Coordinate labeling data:
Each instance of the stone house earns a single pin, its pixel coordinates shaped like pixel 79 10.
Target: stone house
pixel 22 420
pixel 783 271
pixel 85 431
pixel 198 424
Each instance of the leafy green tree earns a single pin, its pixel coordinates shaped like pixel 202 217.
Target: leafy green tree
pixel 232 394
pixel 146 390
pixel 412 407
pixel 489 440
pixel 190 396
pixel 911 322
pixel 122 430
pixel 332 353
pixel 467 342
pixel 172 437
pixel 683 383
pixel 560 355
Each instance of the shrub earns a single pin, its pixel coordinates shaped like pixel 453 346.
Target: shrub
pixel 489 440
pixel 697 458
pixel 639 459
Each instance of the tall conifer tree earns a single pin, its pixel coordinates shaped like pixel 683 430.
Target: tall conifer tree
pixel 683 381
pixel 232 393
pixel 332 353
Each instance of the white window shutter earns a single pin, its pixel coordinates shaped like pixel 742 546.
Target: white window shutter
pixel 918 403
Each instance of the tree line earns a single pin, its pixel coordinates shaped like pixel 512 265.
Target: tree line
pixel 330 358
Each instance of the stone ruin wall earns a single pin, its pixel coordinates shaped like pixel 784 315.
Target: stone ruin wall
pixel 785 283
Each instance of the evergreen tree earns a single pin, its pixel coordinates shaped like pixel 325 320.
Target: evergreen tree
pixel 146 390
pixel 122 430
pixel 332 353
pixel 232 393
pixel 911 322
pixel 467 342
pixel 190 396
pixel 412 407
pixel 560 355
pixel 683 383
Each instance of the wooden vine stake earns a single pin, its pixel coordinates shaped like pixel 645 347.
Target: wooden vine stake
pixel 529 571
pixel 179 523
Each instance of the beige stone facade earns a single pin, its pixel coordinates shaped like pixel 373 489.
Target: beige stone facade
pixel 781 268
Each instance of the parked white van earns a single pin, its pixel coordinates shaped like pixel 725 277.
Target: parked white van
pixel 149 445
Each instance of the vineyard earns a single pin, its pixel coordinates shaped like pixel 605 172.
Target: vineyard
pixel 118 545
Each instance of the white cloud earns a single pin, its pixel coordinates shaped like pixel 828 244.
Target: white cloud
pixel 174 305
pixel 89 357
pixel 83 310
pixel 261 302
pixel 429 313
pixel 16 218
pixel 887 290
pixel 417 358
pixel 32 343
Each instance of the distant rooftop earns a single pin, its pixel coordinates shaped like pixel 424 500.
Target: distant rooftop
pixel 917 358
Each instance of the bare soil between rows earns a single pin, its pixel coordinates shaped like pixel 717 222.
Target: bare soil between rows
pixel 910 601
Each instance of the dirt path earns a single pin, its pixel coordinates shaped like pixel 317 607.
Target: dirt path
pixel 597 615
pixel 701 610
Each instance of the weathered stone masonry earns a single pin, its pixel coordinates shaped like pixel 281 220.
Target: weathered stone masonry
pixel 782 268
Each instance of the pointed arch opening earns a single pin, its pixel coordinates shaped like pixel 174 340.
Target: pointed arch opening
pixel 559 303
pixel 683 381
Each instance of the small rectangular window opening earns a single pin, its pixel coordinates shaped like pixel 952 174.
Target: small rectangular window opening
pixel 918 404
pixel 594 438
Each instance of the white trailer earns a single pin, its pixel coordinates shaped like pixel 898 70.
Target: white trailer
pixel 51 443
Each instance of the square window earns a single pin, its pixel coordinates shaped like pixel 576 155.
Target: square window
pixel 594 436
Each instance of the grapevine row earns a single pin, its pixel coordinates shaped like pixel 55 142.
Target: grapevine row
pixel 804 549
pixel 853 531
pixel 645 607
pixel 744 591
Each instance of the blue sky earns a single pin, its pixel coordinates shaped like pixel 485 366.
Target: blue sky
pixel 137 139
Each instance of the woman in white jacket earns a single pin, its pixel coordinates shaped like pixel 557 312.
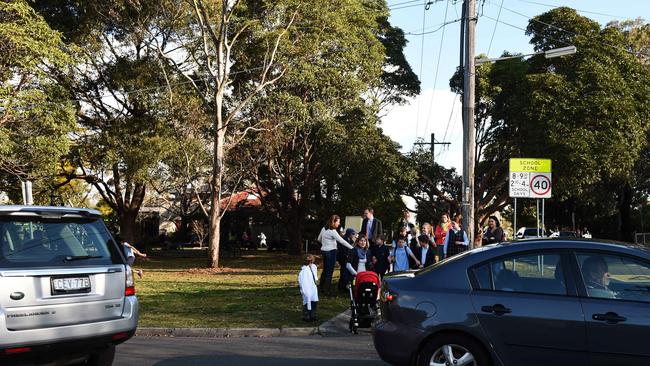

**Set task:** Please arrange all the lines above as a numbered list, skipping blank lines and leaving out the pictures.

**Solved problem:**
1. Each instance of the stone house earns a single pin, its pixel coordinates shaped like pixel 79 10.
2. Target: stone house
3. pixel 22 420
4. pixel 783 271
5. pixel 85 431
6. pixel 198 424
7. Each instance of the leafy green tree earns a single pin, its pixel coordinates shaped like pixel 202 217.
8. Target: leafy green tree
9. pixel 232 394
10. pixel 146 390
11. pixel 412 407
12. pixel 489 440
13. pixel 190 396
14. pixel 911 322
15. pixel 122 430
16. pixel 332 353
17. pixel 467 342
18. pixel 172 437
19. pixel 683 383
20. pixel 560 355
21. Each instance of the shrub earns a single pin, its pixel coordinates shaped like pixel 453 346.
22. Target: shrub
23. pixel 489 440
24. pixel 697 458
25. pixel 639 459
26. Each instance of the tall conifer tree earns a single pin, its pixel coordinates shaped like pixel 683 430.
27. Target: tall conifer tree
28. pixel 683 381
29. pixel 232 393
30. pixel 332 353
31. Each instance of the white window shutter earns a single pin, its pixel coordinates shaped like pixel 742 546.
32. Target: white window shutter
33. pixel 918 403
34. Each instance of the tree line earns a single pin, its pixel coordinates shaped like pixel 512 265.
35. Target: tree line
36. pixel 330 358
37. Each instance of the stone ruin wall earns a single pin, its pixel coordinates shaped like pixel 784 315.
38. Target: stone ruin wall
39. pixel 785 283
40. Each instance of the evergreen tree earns a single pin, its pixel coordinates shaped like pixel 325 320.
41. Target: evergreen tree
42. pixel 146 390
43. pixel 122 430
44. pixel 332 353
45. pixel 232 393
46. pixel 911 322
47. pixel 467 342
48. pixel 190 396
49. pixel 412 407
50. pixel 560 355
51. pixel 683 383
52. Each instance of the wooden vine stake earns a single pin, its pixel coordinates shaped like pixel 645 347.
53. Target: wooden vine stake
54. pixel 529 571
55. pixel 179 523
56. Each instance of the beige stone facade earns a single pin, its pixel coordinates shaped like pixel 373 489.
57. Target: beige stone facade
58. pixel 781 268
59. Each instance of the parked white van earns a single pin, its pixel coordinates shaped like pixel 725 277.
60. Target: parked white van
61. pixel 149 445
62. Each instance of the vineyard earns a single pin, its pixel coordinates shaped like pixel 605 172.
63. Target: vineyard
64. pixel 118 545
65. Each instance of the white cloud earns a single pin, its pixel coordinates shaped like pixel 828 244.
66. Target: white cloud
67. pixel 174 305
68. pixel 89 357
69. pixel 83 310
70. pixel 261 302
71. pixel 429 313
72. pixel 16 218
73. pixel 887 290
74. pixel 417 358
75. pixel 32 343
76. Each instance of the distant rooftop earns a single pin, its pixel coordinates shaped like pixel 424 500.
77. Target: distant rooftop
78. pixel 917 358
79. Each instance of the bare soil between rows earns a single pin, its pixel coordinates shaped like pixel 717 222.
80. Target: bare soil between rows
81. pixel 910 601
82. Each instance of the dirt path earns a single pin, its pixel coordinates shaped like pixel 317 607.
83. Target: dirt path
84. pixel 597 615
85. pixel 701 610
86. Each instance of the weathered stone masonry earns a single pin, its pixel coordinates shaped like pixel 281 220.
87. Target: weathered stone masonry
88. pixel 782 268
89. Each instance of the pointed arch opening earns a single pin, its pixel coordinates shaped like pixel 174 340.
90. Target: pointed arch opening
91. pixel 559 303
92. pixel 683 381
93. Each instance of the small rectangular window opening earns a single pin, its pixel coordinates shaped like pixel 952 174.
94. Target: small rectangular window opening
95. pixel 918 404
96. pixel 594 438
97. Each instance of the white trailer earns a single pin, its pixel coordinates shaped like pixel 898 70.
98. Target: white trailer
99. pixel 51 443
100. Each instance of the square window earns a single pin, its pixel coordinates shaped like pixel 576 155.
101. Target: square window
102. pixel 594 436
103. Each instance of the grapevine row earns a single pin, its pixel coordinates shaped like pixel 55 142.
104. Target: grapevine row
105. pixel 804 549
106. pixel 853 531
107. pixel 645 607
108. pixel 744 591
109. Each instance of the blue sky earns a single pin, its pixel coordinates shaped like pixel 485 366.
110. Target: blue sky
111. pixel 137 139
112. Each instance of the woman in white jacket earns a single pin, its pixel coordinates shaped like pixel 557 312.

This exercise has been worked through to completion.